**Problem statement**
Change every "tab-separated" in the rows below to "space-separated" and reproduce the rows with nothing else altered.
________________
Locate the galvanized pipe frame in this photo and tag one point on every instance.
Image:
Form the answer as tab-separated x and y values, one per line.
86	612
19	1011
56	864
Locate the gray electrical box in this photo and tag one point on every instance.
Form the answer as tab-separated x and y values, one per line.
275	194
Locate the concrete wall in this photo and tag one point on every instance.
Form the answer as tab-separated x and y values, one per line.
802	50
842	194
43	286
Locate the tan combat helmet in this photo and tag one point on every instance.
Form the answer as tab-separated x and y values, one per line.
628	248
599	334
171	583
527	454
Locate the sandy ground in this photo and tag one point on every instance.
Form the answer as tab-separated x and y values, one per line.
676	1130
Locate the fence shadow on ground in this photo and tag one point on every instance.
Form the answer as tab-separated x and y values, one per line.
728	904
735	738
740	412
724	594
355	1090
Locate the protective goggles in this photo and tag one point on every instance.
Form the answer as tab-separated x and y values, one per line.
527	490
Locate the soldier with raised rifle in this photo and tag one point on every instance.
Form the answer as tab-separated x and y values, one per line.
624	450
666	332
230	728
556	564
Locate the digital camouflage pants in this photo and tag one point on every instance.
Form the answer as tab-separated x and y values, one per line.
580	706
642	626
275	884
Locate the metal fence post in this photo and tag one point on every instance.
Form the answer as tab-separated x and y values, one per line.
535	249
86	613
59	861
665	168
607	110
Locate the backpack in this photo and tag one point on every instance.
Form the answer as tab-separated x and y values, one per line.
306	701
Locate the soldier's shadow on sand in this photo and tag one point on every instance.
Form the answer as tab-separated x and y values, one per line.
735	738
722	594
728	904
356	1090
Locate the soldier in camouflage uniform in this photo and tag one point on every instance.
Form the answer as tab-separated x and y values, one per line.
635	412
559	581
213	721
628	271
________________
**Written solution**
Locate the galvanized pipe frame in this photo and tag one point on every instance.
Image:
Form the answer as space-separated x and y values, one per line.
86	612
19	1011
56	864
Locate the gray electrical box in this photo and tag one point on every instance.
Form the answer as space-separated x and y values, one per line.
275	194
Locate the concrete wall in this photo and tag one point on every instance.
Form the answer as space-separated x and y values, one per line.
802	50
842	194
43	286
Locate the tan combat helmet in this photo and tag one point on every instance.
Form the answer as space-separated x and y values, one per line.
628	248
599	334
171	583
527	454
Locate the sandy ground in this photo and tag one point on every instance.
Form the answer as space-separated x and y values, one per line.
676	1130
Locate the fence shadow on ground in this photo and tag one point on every instance.
Form the answer as space-separated x and y values, one per line.
728	904
735	738
740	412
724	594
355	1090
Locate the protective goggles in this photo and tag one point on every instance.
Form the answer as space-separated x and y values, one per line.
527	490
Locate the soldier with raised rifle in this photo and tag one point on every instance.
Form the answer as space-separated x and y values, one per line.
624	450
666	332
230	728
556	564
Locate the digital camouflage pants in this photo and tag one point on every instance.
Form the answer as space-separated x and y values, one per line.
580	706
642	626
275	884
Locate the metal fence post in this photo and tag one point on every instance.
Form the answer as space-separated x and y values, one per line.
535	249
86	613
59	861
665	168
607	110
Locate the backpack in this photo and tag one point on every instance.
Form the answer as space-separated x and y values, one per line.
306	701
Locate the soldier's shadow on sand in this photo and tag one point on every instance.
Form the answer as space-separated x and y values, one per line.
735	738
722	594
728	904
356	1090
Locate the soldier in camouflage uniform in this photo and tag one point on every instance.
Form the answer as space-separated x and y values, one per line.
635	412
559	581
213	721
628	271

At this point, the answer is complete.